■ REQUIREMENTS ■
Put each line of the data below into a Markdown table with two columns, Row and Line, giving each row a number and skipping blank lines.

TASK MATERIAL start

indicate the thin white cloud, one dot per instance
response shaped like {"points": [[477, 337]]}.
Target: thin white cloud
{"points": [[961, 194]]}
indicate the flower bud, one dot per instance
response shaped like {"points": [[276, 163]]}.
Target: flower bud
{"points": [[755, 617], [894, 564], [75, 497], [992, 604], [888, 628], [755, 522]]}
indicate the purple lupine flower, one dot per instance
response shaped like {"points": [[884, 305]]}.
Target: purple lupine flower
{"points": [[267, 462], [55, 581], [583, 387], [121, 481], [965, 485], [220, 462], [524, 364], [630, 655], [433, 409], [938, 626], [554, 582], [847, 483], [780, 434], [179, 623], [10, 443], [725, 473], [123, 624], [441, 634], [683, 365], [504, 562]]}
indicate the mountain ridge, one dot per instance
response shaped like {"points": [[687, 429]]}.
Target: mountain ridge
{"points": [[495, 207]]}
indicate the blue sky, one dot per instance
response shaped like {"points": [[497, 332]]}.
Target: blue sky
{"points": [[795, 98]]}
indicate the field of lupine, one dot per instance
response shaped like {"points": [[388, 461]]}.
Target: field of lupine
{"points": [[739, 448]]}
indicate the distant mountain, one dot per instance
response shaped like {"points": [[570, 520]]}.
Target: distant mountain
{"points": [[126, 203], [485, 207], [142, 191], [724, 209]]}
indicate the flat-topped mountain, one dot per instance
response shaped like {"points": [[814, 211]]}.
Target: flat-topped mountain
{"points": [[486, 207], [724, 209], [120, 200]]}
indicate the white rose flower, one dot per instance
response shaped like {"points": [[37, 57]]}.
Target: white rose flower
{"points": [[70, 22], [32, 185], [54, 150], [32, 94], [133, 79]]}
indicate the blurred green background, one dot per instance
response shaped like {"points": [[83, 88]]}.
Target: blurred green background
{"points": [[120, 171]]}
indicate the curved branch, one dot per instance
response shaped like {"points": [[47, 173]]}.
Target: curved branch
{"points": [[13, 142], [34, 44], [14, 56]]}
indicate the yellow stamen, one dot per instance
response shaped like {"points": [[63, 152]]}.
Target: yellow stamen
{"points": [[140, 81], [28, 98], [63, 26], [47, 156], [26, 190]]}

TASK MATERIAL end

■ ANSWER FOR THIS EXERCISE ■
| Row | Line |
|---|---|
| 1 | indicate the thin white cloud, one dot per instance |
| 2 | response shaped like {"points": [[477, 337]]}. |
| 3 | Target: thin white cloud |
| 4 | {"points": [[961, 194]]} |
| 5 | indicate the flower bud, one dot per instance |
| 6 | response shaped like {"points": [[276, 163]]}. |
| 7 | Target: flower bud |
| 8 | {"points": [[755, 617], [894, 564], [75, 497], [992, 604], [888, 628], [755, 522]]} |
| 9 | indicate the purple lupine flower, one dot per instance |
| 10 | response shaped like {"points": [[884, 305]]}. |
| 11 | Target: purple lupine flower |
| 12 | {"points": [[267, 462], [55, 581], [583, 387], [121, 481], [965, 485], [220, 462], [524, 364], [630, 655], [433, 409], [938, 626], [554, 582], [847, 483], [780, 434], [179, 623], [10, 443], [725, 473], [123, 624], [441, 634], [683, 365], [504, 562]]} |
| 13 | indicate the mountain ridge, one dot per instance |
| 14 | response shaped like {"points": [[687, 429]]}. |
| 15 | Target: mountain ridge |
| 16 | {"points": [[495, 207]]} |
| 17 | indicate the blue sky, one dot per instance |
| 18 | response shaped like {"points": [[497, 332]]}. |
| 19 | Target: blue sky |
| 20 | {"points": [[795, 98]]} |
| 21 | indicate the field of lupine, one dot per instance |
| 22 | response shaped like {"points": [[388, 461]]}. |
| 23 | Target: field of lupine |
| 24 | {"points": [[739, 448]]} |
| 25 | indicate the distant mountain, one dot per instance |
| 26 | response shaped like {"points": [[570, 520]]}. |
| 27 | Target: distant mountain |
| 28 | {"points": [[126, 203], [485, 207], [142, 191], [724, 209]]} |
| 29 | indicate the flat-topped mountain, one dot per instance |
| 30 | response shaped like {"points": [[814, 211]]}. |
| 31 | Target: flat-topped mountain |
| 32 | {"points": [[486, 207], [724, 209], [120, 200]]} |
| 33 | indicate the white rose flower, one dot per instance |
| 34 | response shaped like {"points": [[37, 57]]}. |
| 35 | Target: white rose flower |
| 36 | {"points": [[70, 22], [32, 185], [54, 150], [32, 94], [133, 79]]} |
| 37 | indicate the blurred green background, one dot per instance |
| 38 | response shaped like {"points": [[83, 88]]}. |
| 39 | Target: blurred green background |
| 40 | {"points": [[120, 171]]} |
| 41 | indicate the curved branch, one dot per instance |
| 42 | response shaped like {"points": [[47, 173]]}. |
| 43 | Target: curved branch |
| 44 | {"points": [[13, 142], [34, 44], [14, 56]]} |
| 45 | indicate the yellow stamen, one dot per instance |
| 46 | response shaped like {"points": [[63, 152]]}. |
| 47 | Target: yellow stamen |
| 48 | {"points": [[140, 81], [28, 98], [63, 26], [47, 156], [26, 190]]} |